Supplied passage =

Her process involves using an X-ACTO knife to makes cuts in paper she’s collected from various Asian countries to create something similar to a giant piece of lace.

“I just start layering the paper from the back so each piece has eight or ten layers of paper, creating a lot of texture and depth within,” she says.

For this particular exhibit, Bubar really wanted to examine the concept of home.

“I realized that many people and animals in the world don’t have the security of home, which is why I call [my exhibit] ‘Not Home,” she says.

Some of Bubar’s artwork deals with the decrease in the bee and Monarch butterfly populations, but she’s also worried about humans, too. One thing that surprised Bubar when she settled on her theme was how urgent the topic was.

“Homelessness, migration of people in Europe, the earthquake in Nepal — there are so many news stories, and, even driving around L.A., seeing the increase of tent cities. It’s just so sad,” Bubar says. “The piece I have with the two snakes called ‘Going Out’ really has to do with security and the dangers of just going out — all the dangers that lurk, especially for women. It seems every aspect of our lives is surrounded by insecurity right now.”

Anne Ramis’ exhibit, called “Contexting,” pushes the literal earthly terrain into a surreal, personal landscape and addresses aspects of world culture. Her use of abstract, even Dada-esque collage, juxtaposes images that are both organic and architectural, showing her unique point of view.

Pam Douglas’ “Galaxies” exhibit takes inspiration from NASA’s Hubble Telescope, marking its 25th anniversary of peering deep into the heavens.

Douglas’ mixed-media art combines Hubble photos of distant galaxies with more philosophically influenced images, like that of a smiling Buddha who juggles the stars above his head. As beautiful and thought-provoking as these images are, Douglas felt she was taking a giant risk by integrating the photographs, something she had never done in her previous work.

Exercise 1 =
In the text on the art exhibits:
(a) What tool does Bubar use to cut her paper?
(b) What is Anne Ramis' exhibit called?
(c) Which anniversary of the Hubble Telescope does Pam Douglas' "Galaxies" exhibit mark?
Exercise 2 = Can you carry on the text on the art exhibits from the point where it stops?

Dataset excerpt =
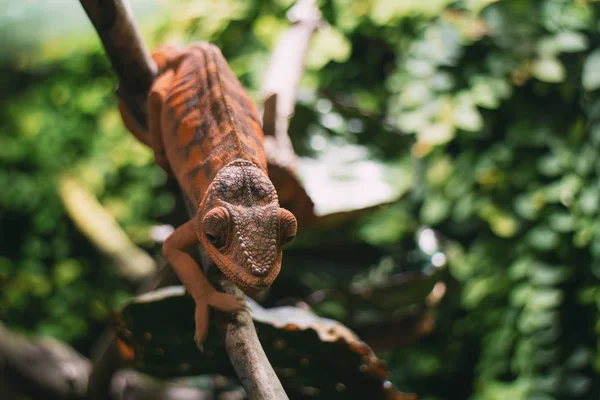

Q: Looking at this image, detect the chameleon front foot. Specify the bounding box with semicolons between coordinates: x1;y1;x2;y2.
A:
194;290;246;351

Answer 1 =
(a) An X-ACTO knife.
(b) "Contexting."
(c) Its 25th anniversary.

Answer 2 =
“I’ve always felt daunted to do anything with them because those images from the Hubble and other telescopes are complete in themselves. But this year I thought that I found a way of actually interacting with them, embracing them, while letting them have all their beauty and allowing for the idea that humanity does have a connection to the stars — as they say, we are all star dust,” Douglas says.

Like Bubar, Douglas also hopes to bring out a deeper meaning in the artwork.

“There’s so much trouble in the world that the notion of inspiring viewers and myself to look beyond those problems to what the greater view is, what the greater potential is, is something I’d like to put out there,” she says.

Despite the vast, awe-inspiring nature of Hubble’s images, Douglas eschews the idea that looking into deep space makes humans feel small.

“I would go the opposite direction and say that because we are able to see the images and begin to understand them, we are growing,” she says. “We are more than small Earth beings, and our consciousness can be as large as the universe.”

“Galaxies,” “Not Home” and “Contexting” are on view through Sept. 26 at TAG Gallery in Bergamot Station Arts Center, 2525 Michigan Ave., Ste. D-3, Santa Monica. An opening reception for the exhibits is from 5 to 8 p.m. on Saturday, Sept. 12, and the artists give a talk at 3 p.m. on Saturday, Sept. 19. Call (310) 829-9556 or visit for more information.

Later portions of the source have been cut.